Pointing records for named objects:

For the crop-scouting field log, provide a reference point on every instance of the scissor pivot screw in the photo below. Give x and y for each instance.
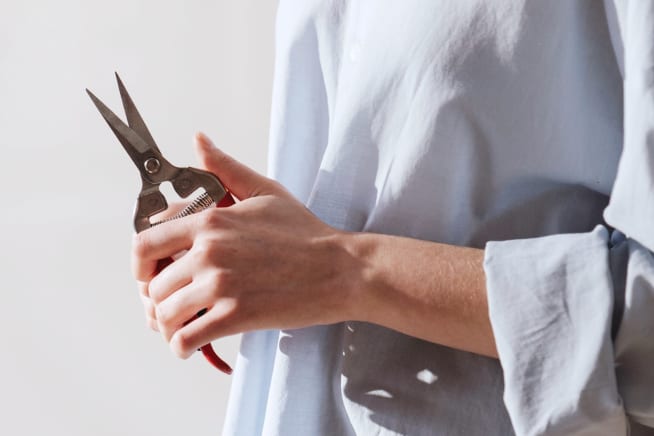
(152, 165)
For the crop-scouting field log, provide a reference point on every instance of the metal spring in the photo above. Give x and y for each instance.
(201, 203)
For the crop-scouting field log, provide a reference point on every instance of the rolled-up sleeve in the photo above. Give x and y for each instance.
(573, 314)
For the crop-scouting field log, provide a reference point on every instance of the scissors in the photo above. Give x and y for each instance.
(155, 169)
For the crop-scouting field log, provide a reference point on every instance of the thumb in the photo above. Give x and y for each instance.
(240, 180)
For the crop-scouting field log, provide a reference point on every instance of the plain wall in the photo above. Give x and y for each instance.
(75, 355)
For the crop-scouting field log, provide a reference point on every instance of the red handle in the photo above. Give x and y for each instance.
(207, 350)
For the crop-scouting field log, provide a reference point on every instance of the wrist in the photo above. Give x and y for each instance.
(357, 275)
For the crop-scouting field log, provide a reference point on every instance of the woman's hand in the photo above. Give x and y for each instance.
(265, 262)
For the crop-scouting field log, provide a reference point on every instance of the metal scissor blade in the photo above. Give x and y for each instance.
(134, 119)
(134, 145)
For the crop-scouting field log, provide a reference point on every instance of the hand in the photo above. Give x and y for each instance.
(266, 262)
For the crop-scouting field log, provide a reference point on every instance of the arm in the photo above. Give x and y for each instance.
(267, 262)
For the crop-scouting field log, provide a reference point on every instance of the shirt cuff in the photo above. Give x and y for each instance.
(551, 302)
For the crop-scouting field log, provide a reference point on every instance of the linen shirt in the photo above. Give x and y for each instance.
(523, 127)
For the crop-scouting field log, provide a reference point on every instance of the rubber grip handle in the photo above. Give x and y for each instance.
(207, 350)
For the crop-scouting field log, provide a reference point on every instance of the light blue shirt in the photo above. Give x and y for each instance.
(529, 123)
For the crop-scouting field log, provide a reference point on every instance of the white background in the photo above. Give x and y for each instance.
(75, 355)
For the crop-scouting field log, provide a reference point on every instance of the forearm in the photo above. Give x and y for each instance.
(431, 291)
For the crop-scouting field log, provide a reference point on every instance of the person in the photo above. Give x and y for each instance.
(456, 236)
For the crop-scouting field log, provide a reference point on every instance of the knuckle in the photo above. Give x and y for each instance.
(154, 291)
(140, 245)
(152, 323)
(210, 218)
(162, 314)
(181, 345)
(219, 281)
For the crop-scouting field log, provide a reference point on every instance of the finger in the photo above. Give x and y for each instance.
(172, 278)
(150, 316)
(180, 307)
(143, 288)
(242, 181)
(159, 242)
(216, 323)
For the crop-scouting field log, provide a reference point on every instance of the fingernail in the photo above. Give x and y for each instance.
(204, 140)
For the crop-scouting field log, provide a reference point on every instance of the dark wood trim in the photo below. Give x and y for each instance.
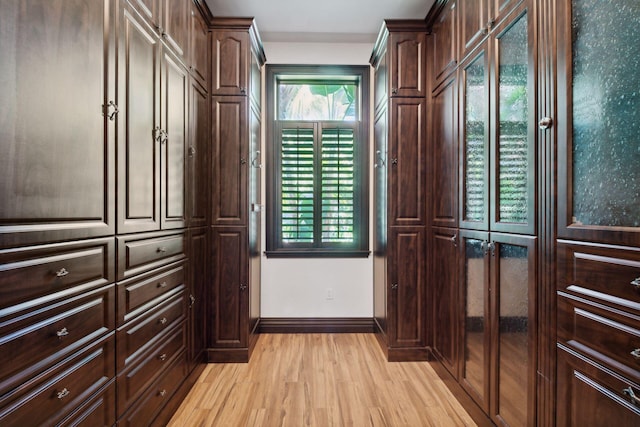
(461, 396)
(298, 325)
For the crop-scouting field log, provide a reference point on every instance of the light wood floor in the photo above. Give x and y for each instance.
(320, 380)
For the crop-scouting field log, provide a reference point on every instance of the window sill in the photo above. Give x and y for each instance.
(316, 253)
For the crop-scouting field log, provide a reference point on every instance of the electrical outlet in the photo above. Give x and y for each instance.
(329, 293)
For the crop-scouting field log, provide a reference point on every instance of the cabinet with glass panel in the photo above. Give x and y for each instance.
(497, 223)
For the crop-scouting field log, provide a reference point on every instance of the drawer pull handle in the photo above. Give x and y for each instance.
(62, 272)
(635, 400)
(64, 393)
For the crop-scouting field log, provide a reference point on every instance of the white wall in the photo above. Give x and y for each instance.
(299, 287)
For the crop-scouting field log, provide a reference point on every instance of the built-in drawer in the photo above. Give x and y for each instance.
(36, 271)
(154, 398)
(51, 397)
(151, 365)
(611, 338)
(135, 336)
(604, 273)
(139, 294)
(33, 340)
(591, 395)
(143, 252)
(100, 410)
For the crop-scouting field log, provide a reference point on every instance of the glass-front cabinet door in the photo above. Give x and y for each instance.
(598, 121)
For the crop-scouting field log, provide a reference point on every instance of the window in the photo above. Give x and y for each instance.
(317, 171)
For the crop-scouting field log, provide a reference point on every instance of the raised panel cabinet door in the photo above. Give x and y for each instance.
(175, 123)
(175, 25)
(230, 160)
(445, 304)
(198, 158)
(444, 47)
(230, 56)
(406, 161)
(198, 296)
(140, 136)
(445, 155)
(230, 287)
(57, 120)
(200, 56)
(408, 65)
(406, 287)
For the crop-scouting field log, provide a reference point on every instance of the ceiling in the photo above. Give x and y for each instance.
(328, 21)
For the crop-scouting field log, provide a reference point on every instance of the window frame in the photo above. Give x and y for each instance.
(276, 248)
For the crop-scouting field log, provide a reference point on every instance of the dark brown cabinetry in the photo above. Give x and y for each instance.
(235, 195)
(400, 189)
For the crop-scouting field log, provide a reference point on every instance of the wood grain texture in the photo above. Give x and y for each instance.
(320, 380)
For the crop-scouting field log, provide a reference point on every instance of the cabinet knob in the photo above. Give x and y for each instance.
(62, 272)
(545, 123)
(635, 400)
(63, 393)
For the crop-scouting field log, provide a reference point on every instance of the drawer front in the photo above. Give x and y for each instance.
(136, 335)
(591, 396)
(99, 411)
(609, 338)
(33, 272)
(606, 273)
(59, 392)
(140, 253)
(138, 295)
(132, 382)
(32, 341)
(157, 395)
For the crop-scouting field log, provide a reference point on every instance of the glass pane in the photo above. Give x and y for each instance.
(606, 101)
(475, 122)
(474, 367)
(338, 185)
(297, 185)
(513, 141)
(298, 101)
(513, 329)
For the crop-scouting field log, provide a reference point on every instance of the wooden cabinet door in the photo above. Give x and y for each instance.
(198, 158)
(408, 65)
(230, 287)
(139, 137)
(406, 162)
(230, 53)
(445, 304)
(231, 162)
(445, 36)
(175, 25)
(444, 158)
(200, 51)
(406, 287)
(199, 272)
(174, 97)
(57, 149)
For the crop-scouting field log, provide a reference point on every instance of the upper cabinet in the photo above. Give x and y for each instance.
(57, 149)
(478, 18)
(235, 48)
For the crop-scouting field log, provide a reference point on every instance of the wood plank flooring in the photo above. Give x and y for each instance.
(320, 380)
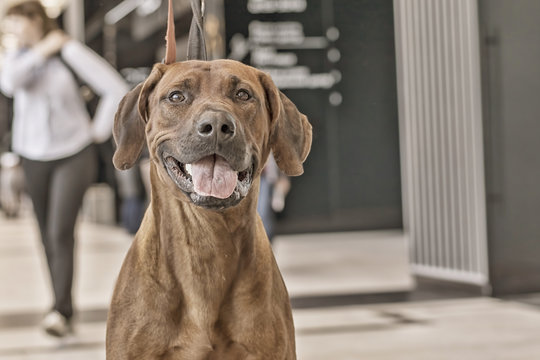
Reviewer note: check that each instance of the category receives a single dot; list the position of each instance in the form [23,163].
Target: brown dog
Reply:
[200,280]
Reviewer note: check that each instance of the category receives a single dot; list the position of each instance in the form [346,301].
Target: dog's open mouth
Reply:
[210,182]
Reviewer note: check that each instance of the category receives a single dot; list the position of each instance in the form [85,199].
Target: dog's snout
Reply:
[216,124]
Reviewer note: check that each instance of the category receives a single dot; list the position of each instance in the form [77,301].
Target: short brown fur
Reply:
[201,283]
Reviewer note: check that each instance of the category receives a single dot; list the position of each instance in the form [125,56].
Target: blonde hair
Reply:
[34,10]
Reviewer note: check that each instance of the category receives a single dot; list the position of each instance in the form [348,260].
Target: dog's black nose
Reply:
[216,124]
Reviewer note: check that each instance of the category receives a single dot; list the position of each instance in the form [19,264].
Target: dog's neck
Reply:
[236,226]
[200,249]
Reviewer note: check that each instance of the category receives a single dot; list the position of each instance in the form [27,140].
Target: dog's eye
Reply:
[176,96]
[243,95]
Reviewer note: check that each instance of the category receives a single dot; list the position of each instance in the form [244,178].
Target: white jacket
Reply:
[50,118]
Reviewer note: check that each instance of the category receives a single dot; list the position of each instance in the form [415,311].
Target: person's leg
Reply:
[70,180]
[37,176]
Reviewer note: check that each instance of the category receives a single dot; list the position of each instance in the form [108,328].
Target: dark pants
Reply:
[57,189]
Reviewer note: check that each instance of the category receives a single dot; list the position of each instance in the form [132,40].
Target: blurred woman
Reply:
[53,133]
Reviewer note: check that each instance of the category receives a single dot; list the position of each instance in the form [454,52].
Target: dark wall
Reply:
[352,175]
[511,87]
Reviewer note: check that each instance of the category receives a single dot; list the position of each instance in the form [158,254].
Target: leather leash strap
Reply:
[196,43]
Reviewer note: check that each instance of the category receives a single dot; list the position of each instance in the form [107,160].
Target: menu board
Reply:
[289,39]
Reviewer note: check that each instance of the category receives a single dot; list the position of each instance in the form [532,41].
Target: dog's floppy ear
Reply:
[130,121]
[290,134]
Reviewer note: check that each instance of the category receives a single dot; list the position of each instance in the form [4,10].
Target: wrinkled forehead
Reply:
[217,75]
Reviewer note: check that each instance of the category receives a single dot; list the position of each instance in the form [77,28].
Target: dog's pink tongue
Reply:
[213,176]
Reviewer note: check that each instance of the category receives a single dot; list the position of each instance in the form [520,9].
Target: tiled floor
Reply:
[312,265]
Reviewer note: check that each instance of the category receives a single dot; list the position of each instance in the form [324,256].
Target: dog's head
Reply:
[209,127]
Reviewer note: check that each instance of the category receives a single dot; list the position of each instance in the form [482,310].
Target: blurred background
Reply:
[412,233]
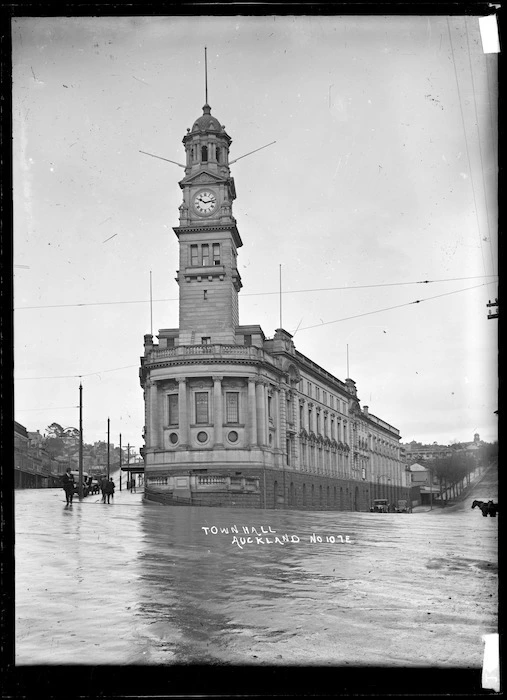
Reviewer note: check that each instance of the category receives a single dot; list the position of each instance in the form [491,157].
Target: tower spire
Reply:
[205,75]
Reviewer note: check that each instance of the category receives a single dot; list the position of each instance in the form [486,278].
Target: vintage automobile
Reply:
[380,505]
[93,486]
[75,474]
[402,506]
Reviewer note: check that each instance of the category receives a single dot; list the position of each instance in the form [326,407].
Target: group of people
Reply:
[107,487]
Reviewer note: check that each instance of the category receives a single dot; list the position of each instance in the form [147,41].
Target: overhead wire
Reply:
[390,308]
[480,146]
[466,145]
[318,325]
[253,294]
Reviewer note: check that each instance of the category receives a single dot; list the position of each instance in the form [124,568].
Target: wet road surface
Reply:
[139,583]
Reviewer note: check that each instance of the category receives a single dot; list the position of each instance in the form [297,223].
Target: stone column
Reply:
[183,411]
[278,396]
[149,438]
[153,417]
[218,417]
[252,413]
[261,412]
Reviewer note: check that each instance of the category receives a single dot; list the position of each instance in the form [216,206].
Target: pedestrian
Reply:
[103,484]
[109,490]
[68,486]
[112,487]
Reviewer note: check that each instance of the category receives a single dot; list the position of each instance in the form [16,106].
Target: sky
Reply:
[383,176]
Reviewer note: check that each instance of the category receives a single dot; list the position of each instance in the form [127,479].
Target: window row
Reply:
[209,153]
[325,425]
[201,408]
[205,254]
[323,396]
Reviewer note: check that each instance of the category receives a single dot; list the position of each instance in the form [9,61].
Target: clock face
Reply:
[205,202]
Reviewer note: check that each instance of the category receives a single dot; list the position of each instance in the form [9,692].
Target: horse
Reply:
[487,508]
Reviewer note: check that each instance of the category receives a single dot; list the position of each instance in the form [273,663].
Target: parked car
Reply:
[94,487]
[75,474]
[402,506]
[380,505]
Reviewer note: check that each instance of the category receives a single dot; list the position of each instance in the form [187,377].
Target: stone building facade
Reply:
[233,418]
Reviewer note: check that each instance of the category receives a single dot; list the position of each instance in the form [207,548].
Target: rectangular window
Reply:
[232,406]
[173,409]
[201,407]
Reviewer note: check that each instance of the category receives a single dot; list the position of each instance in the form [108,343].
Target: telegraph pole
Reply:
[120,461]
[128,465]
[80,486]
[108,423]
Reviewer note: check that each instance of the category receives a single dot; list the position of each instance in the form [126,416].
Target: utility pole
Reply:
[120,461]
[80,486]
[128,466]
[108,424]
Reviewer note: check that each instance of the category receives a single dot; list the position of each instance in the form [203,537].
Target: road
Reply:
[138,583]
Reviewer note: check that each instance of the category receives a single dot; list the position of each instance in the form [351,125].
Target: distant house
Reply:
[29,471]
[422,490]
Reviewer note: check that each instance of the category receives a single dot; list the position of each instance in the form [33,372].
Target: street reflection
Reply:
[137,583]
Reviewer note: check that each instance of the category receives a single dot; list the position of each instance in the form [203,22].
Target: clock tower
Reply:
[208,277]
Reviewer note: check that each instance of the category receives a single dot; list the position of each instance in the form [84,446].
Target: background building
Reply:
[30,469]
[234,418]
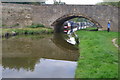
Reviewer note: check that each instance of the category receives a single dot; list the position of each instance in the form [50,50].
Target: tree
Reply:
[116,4]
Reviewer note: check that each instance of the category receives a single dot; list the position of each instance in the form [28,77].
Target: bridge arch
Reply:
[58,23]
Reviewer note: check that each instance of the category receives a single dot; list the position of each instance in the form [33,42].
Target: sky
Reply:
[84,2]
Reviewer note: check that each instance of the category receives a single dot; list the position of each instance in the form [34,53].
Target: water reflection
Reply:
[47,68]
[23,56]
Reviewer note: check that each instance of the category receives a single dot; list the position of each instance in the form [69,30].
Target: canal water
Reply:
[38,56]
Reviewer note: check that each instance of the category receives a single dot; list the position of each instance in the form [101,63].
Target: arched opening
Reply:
[58,24]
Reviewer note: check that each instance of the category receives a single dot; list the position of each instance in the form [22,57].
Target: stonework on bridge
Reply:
[56,15]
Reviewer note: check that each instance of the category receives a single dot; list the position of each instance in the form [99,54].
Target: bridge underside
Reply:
[58,24]
[55,15]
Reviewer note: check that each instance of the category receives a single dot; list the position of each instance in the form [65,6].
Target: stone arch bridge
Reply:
[56,15]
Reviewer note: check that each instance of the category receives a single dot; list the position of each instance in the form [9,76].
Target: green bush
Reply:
[36,26]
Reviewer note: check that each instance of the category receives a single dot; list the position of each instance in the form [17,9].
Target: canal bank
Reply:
[38,56]
[25,31]
[98,56]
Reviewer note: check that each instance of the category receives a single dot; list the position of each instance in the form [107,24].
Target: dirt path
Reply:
[113,41]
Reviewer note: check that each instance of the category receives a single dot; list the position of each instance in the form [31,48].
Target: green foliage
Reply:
[116,4]
[58,2]
[27,31]
[36,26]
[98,56]
[34,3]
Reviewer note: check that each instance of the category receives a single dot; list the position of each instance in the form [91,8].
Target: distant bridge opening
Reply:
[58,24]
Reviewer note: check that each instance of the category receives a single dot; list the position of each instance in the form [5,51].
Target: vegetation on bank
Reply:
[20,31]
[31,29]
[98,56]
[116,4]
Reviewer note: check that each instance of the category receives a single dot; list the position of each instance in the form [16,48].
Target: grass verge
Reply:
[20,31]
[98,56]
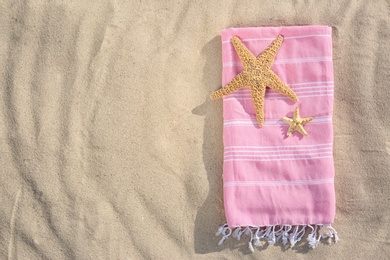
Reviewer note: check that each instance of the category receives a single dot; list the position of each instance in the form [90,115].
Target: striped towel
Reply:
[277,188]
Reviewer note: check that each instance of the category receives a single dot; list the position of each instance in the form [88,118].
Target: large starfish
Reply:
[296,123]
[257,74]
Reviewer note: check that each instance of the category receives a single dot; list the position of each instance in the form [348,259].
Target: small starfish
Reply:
[257,75]
[296,123]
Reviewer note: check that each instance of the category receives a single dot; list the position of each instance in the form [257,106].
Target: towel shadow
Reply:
[211,214]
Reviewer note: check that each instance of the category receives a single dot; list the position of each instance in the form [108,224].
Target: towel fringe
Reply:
[277,233]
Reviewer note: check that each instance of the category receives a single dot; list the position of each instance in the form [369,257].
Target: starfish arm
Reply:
[246,57]
[238,82]
[287,120]
[290,131]
[277,84]
[306,120]
[258,93]
[267,57]
[301,130]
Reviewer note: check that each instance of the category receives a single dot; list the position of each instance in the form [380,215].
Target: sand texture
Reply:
[110,147]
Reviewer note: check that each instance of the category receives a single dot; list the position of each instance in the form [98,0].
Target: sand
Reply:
[111,149]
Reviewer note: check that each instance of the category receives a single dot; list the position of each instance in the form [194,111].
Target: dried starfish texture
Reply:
[296,123]
[257,74]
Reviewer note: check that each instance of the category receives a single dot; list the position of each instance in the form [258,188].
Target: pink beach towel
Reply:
[277,187]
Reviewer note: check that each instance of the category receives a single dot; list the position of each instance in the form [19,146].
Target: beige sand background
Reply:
[111,149]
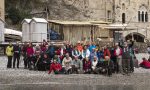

## [Problem to work on]
Show each line of the material above that contains the string "bridge".

## [Answer in full]
Target: bridge arch
Target: stonework on bridge
Target: bridge underside
Target: stone arch bridge
Target: distant bridge opening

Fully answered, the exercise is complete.